I never posted about the extreme trauma that I went through during the Cannes Film Festival, but each and every day I was grappling with daily, crippling attacks from malicious IPs, apparently of a Chinese or Indian origin. I think it was sparked by fanatical woke haters, but I can’t prove it.

Liquid Web techies blocked and firewalled as best they could, but the attacks were unrelenting and the site was unloadable for periods of one to two hours minimum, almost every damn day.

In the midst of this horror the LW tech consultants suggested that I incorporate Cloudflare but that I needed to load new Cloudserver-friendly nameservers. Alas, I couldn’t do this during the festival as a name-server change always shuts a site down for roughly eight to twelve hours, to allow the new name-servers to propagate worldwide. (The Web.com/Network Solution tecchies insisted that full propagation could take 24 to 48….bullshit.)

So yesterday afternoon I followed the advice of my Liquid Web tech advisors and switched out the name-servers. The site went down, of course, but I figured I’d be good by the time I woke up this morning.

But at 6 am, it wasn’t good. Two respected tracker sites (www.dnschecker.org and https://www.whatsmydns.net/#NS/www.hollywood-elsewhere.com) said it hadn’t really propagated at all. The Cloudflare-friendly nameservers weren’t kicking in….disaster. A bullshit suggestion as it turned out.

It took a couple of hours to try to revert back to a generic Liquid Web name-server, and it finally fell into place. But it was awful. Cloudflare is now operational. Who knows what’ll happen when the baddies strike again?

Listed records:

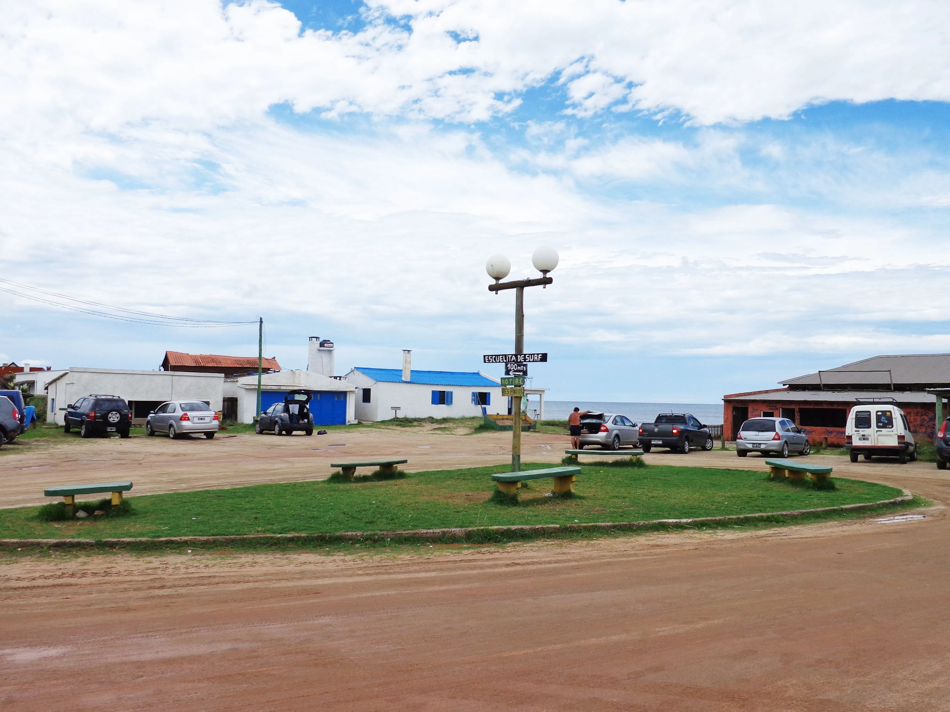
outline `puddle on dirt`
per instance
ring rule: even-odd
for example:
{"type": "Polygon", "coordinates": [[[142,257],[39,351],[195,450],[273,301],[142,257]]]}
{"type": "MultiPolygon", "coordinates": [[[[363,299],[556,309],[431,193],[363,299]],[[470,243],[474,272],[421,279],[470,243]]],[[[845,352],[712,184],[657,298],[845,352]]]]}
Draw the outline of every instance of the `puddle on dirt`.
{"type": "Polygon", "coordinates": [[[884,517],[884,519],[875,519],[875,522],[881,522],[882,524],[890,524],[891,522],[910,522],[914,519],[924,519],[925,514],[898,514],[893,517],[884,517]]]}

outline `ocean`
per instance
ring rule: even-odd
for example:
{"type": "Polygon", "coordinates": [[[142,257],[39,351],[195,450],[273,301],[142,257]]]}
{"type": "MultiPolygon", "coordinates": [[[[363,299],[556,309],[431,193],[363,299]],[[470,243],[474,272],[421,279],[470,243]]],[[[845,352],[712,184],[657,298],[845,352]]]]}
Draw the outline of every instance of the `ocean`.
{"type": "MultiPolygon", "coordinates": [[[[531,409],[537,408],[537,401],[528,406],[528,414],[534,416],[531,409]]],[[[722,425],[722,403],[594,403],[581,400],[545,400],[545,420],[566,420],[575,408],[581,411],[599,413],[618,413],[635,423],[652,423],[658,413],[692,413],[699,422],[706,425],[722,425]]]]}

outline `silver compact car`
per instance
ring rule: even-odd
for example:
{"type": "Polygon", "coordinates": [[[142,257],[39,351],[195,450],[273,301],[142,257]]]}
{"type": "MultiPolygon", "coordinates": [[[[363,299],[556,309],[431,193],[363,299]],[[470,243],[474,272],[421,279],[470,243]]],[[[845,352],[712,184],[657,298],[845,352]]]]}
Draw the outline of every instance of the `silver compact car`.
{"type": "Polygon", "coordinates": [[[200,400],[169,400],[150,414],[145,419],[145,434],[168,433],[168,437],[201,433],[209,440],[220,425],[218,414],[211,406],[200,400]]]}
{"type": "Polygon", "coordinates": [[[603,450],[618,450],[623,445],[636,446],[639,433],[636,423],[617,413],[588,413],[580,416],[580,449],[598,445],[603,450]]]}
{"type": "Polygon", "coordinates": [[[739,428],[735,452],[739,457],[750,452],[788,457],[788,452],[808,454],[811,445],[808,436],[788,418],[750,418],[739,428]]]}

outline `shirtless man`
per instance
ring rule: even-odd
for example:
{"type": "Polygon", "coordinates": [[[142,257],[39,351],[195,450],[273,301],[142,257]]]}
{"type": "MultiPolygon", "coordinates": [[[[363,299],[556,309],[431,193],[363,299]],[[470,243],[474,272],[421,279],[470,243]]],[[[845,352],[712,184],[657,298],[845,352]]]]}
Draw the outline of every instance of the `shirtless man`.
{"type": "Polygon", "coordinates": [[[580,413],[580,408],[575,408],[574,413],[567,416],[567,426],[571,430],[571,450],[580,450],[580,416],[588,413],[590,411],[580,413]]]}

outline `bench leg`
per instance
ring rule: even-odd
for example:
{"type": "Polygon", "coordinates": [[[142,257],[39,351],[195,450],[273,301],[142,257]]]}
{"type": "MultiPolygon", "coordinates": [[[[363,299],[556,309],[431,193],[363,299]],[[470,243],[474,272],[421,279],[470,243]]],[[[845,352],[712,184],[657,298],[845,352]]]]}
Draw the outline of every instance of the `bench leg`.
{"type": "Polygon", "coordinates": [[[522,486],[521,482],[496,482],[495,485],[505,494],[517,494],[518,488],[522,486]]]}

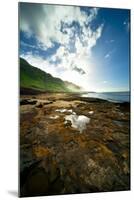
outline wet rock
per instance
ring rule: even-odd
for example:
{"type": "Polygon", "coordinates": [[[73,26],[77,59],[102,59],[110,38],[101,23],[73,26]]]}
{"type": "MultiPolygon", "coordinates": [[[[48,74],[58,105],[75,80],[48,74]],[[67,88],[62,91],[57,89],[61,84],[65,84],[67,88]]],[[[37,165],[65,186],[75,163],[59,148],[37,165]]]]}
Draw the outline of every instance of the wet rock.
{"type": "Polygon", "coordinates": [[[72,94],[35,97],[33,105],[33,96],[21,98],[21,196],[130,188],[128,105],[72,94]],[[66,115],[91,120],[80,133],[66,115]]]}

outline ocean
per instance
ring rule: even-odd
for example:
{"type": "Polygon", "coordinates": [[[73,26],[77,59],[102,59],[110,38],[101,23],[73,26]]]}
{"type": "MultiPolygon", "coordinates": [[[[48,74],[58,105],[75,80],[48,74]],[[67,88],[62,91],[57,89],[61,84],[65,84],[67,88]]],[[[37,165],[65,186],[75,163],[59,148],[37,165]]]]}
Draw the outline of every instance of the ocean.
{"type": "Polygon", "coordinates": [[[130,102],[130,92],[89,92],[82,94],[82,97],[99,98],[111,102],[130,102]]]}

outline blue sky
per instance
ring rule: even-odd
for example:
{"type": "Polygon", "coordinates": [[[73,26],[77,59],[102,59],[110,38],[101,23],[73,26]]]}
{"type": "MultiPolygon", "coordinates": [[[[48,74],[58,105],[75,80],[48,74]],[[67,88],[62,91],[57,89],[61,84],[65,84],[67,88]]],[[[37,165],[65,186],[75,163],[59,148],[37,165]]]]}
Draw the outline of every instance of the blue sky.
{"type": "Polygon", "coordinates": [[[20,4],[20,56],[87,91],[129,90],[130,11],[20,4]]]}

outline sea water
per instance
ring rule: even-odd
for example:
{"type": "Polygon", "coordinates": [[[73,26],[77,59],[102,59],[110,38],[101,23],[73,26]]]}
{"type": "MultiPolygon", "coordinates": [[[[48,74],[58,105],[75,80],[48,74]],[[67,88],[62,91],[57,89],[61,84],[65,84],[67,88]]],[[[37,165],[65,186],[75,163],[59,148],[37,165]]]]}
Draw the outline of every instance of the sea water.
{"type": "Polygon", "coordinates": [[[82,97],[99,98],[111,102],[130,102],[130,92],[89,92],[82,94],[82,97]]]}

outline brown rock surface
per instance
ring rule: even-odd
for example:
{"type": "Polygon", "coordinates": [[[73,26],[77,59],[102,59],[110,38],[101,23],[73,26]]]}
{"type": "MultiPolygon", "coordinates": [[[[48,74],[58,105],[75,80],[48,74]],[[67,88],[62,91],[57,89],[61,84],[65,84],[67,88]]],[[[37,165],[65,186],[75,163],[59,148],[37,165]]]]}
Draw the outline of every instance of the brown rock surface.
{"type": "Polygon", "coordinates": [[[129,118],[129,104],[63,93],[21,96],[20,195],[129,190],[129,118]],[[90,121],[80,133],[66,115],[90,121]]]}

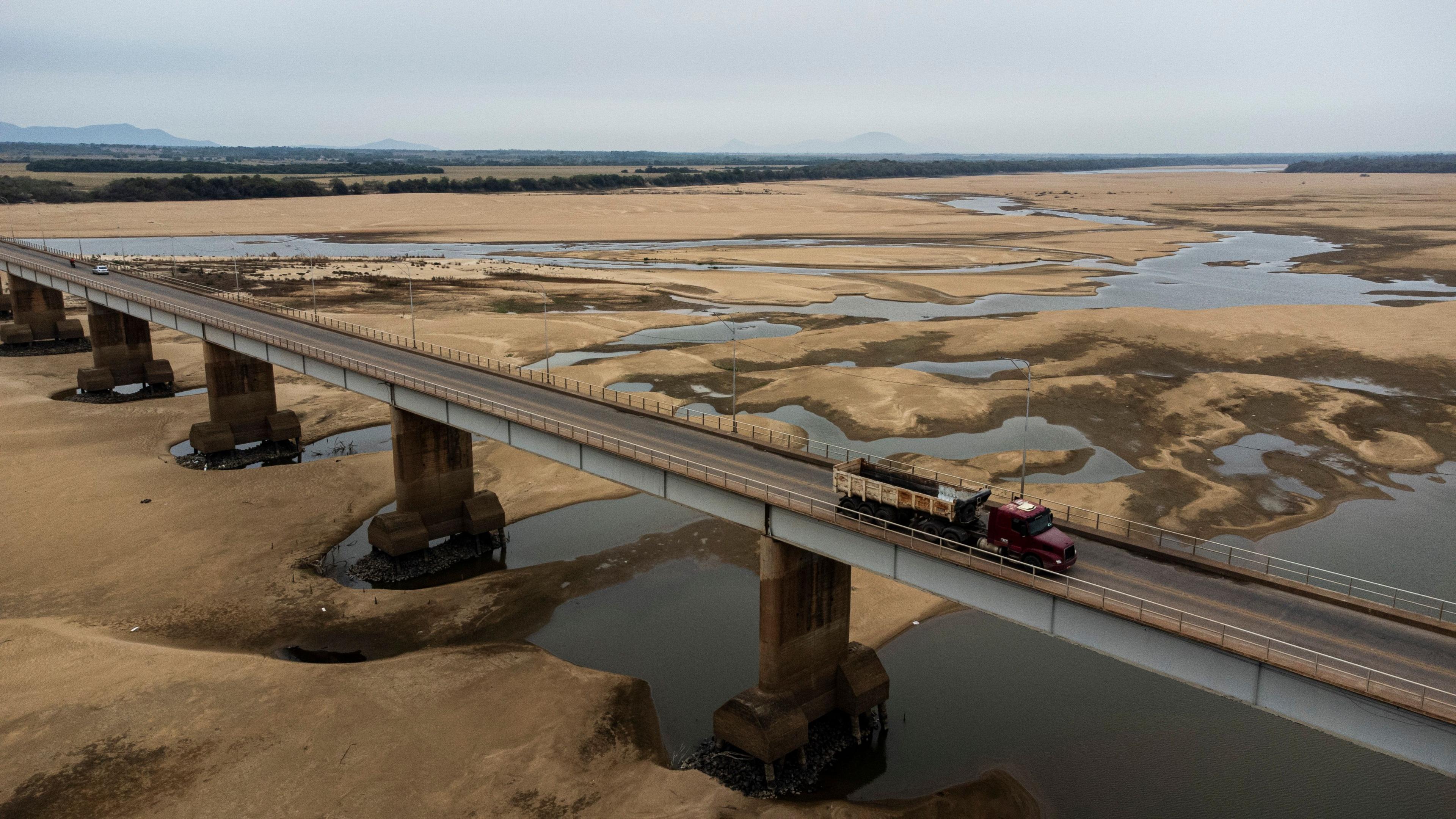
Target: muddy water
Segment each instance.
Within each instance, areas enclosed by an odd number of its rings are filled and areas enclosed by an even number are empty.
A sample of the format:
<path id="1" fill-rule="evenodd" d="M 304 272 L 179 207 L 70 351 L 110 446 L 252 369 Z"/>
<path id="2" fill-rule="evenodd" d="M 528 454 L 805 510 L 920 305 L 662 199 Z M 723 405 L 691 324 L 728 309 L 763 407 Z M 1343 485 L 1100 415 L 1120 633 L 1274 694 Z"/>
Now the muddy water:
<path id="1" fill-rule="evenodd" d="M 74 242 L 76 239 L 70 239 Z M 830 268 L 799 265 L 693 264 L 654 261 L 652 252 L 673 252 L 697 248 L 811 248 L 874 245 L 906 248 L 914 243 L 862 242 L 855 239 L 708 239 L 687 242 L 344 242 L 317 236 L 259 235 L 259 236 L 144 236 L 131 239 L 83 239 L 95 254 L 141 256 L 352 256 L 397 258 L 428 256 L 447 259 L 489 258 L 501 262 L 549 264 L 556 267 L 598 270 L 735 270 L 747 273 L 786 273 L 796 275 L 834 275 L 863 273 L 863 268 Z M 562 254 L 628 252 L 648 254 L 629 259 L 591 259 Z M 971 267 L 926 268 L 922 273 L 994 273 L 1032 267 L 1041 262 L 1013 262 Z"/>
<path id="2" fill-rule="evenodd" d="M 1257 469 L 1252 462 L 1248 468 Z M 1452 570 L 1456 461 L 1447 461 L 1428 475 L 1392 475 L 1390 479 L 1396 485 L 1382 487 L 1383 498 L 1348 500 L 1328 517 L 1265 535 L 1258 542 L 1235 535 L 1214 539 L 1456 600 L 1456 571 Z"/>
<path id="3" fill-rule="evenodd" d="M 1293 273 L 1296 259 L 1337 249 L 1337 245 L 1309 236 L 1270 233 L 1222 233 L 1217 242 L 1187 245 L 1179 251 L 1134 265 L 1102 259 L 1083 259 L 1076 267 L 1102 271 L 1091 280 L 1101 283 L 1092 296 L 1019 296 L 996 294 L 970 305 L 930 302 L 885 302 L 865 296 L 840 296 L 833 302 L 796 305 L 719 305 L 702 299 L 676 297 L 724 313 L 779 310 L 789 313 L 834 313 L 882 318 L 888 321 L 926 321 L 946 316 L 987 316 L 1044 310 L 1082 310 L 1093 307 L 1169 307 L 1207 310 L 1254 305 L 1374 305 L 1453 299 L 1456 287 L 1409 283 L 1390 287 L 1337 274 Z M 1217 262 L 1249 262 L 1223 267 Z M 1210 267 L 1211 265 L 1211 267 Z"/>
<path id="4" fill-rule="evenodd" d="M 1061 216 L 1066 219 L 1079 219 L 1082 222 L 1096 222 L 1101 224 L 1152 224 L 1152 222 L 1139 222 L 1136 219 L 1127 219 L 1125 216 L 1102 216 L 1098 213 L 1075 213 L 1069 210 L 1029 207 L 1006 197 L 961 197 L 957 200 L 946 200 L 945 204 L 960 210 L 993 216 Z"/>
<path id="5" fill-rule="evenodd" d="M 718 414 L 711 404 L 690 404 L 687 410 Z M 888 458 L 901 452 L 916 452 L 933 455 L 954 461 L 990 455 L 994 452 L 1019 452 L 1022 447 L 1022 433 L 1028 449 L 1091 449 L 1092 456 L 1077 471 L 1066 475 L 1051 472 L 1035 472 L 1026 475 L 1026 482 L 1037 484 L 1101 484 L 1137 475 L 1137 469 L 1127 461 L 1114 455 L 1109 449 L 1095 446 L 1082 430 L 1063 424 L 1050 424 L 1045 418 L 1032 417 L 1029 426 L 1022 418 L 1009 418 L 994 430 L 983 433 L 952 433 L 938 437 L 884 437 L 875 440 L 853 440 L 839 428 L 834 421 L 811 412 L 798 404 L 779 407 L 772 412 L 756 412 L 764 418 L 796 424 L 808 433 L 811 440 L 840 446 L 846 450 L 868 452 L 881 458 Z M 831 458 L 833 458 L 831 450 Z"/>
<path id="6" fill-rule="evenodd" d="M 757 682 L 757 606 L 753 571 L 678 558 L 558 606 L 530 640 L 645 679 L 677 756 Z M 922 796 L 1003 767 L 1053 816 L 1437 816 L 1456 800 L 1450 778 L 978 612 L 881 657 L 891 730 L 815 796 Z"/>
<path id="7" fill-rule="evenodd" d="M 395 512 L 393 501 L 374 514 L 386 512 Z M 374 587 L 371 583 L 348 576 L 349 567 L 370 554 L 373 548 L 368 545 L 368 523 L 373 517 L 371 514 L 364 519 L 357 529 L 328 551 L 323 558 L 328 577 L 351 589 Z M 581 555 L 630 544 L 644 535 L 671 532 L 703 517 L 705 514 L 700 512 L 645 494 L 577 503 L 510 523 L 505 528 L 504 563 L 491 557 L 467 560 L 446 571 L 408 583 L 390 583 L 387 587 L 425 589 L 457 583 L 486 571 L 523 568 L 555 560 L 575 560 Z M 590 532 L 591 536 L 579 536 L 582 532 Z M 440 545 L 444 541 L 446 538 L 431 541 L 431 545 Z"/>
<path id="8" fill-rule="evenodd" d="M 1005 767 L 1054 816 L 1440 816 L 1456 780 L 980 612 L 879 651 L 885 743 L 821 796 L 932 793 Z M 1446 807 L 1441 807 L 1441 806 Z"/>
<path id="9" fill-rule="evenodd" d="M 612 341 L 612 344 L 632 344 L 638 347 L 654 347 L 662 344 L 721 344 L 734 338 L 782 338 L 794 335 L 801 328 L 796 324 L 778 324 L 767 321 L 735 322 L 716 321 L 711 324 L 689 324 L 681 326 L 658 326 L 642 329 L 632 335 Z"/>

Given request 1:
Extract everything in the Cloudflare post from "But at 6 am, it" down to "baddies strike again?".
Given request 2:
Pull out each line of the entries containing the string "dirt".
The entries are unrelated to the Cloudflare post.

Reply 1:
But at 6 am, it wasn’t good. Two respected tracker sites (www.dnschecker.org and https://www.whatsmydns.net/#NS/www.hollywood-elsewhere.com) said it hadn’t really propagated at all. The Cloudflare-friendly nameservers weren’t kicking in….disaster. A bullshit suggestion as it turned out.

It took a couple of hours to try to revert back to a generic Liquid Web name-server, and it finally fell into place. But it was awful. Cloudflare is now operational. Who knows what’ll happen when the baddies strike again?

Reply 2:
outline `puddle on dirt`
Draw the outline of every instance of the `puddle on dirt`.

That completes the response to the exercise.